■ GIVEN PASSAGE:
----------------------------------------

I think a clue to this underlying pathos might be found in Scorsese’s inclusion of certain excerpts of archival footage that have been left more or less unimproved, so they look foggy, jerky and achingly old. These are documentary images of the First World War. They advance the plot by helping to explain Méliès’s descent into obscurity, and as a subsidiary function they elicit a touch of sympathy for the Station Inspector. But intentionally or not, these scraps of war footage also complicate Hugo’s otherwise simplistic account of how the movies evolved and what they’re good for.

The Lumière brothers failed to see film’s potential to tell stories, we are informed, and the stories best suited to film are the most fanciful. The movies, according to Hugo, are a factory of dreams. But they’re not—at least, not exclusively. Nor were Méliès’s dreamlike images preserved by a dapper archivist working in a grand and well-appointed French Academy of Film, as Hugo would have it. The chief savior of early French cinema, and much else, was in fact a great lump of a man named Henri Langlois, who must have bathed infrequently, because the tub of his apartment was entirely filled with cans of old films. Such was the storage facility available to the Cinémathèque Française in its early days. Scorsese knows this, and he knows that his own reputation was built not on dreams and visions but on startlingly vivid portrayals of Italian-American life on identifiable streets of New York City during specific years.

These are the matters guiltily suppressed in Hugo: the stubborn ungainliness of facts, and the persistence of an observational tradition. What’s covered up and mourned for in this wondrous film is precisely the real. The result is a peculiarly telling sense of loss—because just as the movement away from a mechanistic worldview characterized the years when film was invented, so does a willful blindness toward society’s industrial base now characterize the era that has given us Hugo. Our economy, our very lives, are supposedly all about information and the creation of intangible value; the ultimate symbol of our technology is not a steam locomotive but a glass screen on which colored lights pop up and vanish. Dazzle is all that counts, and brilliant entrepreneurship. We’re not meant to think about the factory where people build the magical glass screens, or the overflowing landfill into which these charmed objects will soon be bulldozed. I don’t claim that Hugo hauls this industrial past out of the social unconscious and into common view; the movie is anything but a protest film. But trust an artist as complete as Scorsese to sketch the shadows into his pictures, even when the tone is bright and colorful. It is probably not a coincidence that he has designed and shot the central piece of machinery in Hugo, a clockwork automaton, so that it sometimes resembles the demon robot of Metropolis, that crack-brained epic of airy visions and subterranean slavery.

----------------------------------------

■ GIVEN DATA:
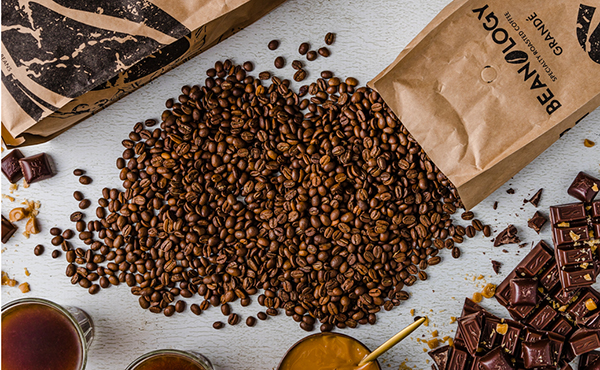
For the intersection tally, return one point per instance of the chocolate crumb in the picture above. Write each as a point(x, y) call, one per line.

----------------------------------------

■ PROBLEM A: Shorten the paragraph in the passage on Hugo that begins "The Lumière brothers failed," keeping its main facts.
■ PROBLEM B: Print the part of the passage on Hugo between "I think a clue" and "they’re good for.", inclusive.

■ RESPONSE A: Hugo claims the Lumière brothers missed film's storytelling potential, that film suits the most fanciful stories, and that movies are a factory of dreams. They are not, at least not exclusively. Méliès's images were not saved by a dapper archivist at a grand French Academy of Film, as Hugo suggests. The main savior of early French cinema was Henri Langlois, whose bathtub was filled with cans of old films as the Cinémathèque Française's early storage. Scorsese knows this. His own reputation rests on vivid portrayals of Italian-American life on identifiable New York streets in specific years, not on dreams.

■ RESPONSE B:
I think a clue to this underlying pathos might be found in Scorsese’s inclusion of certain excerpts of archival footage that have been left more or less unimproved, so they look foggy, jerky and achingly old. These are documentary images of the First World War. They advance the plot by helping to explain Méliès’s descent into obscurity, and as a subsidiary function they elicit a touch of sympathy for the Station Inspector. But intentionally or not, these scraps of war footage also complicate Hugo’s otherwise simplistic account of how the movies evolved and what they’re good for.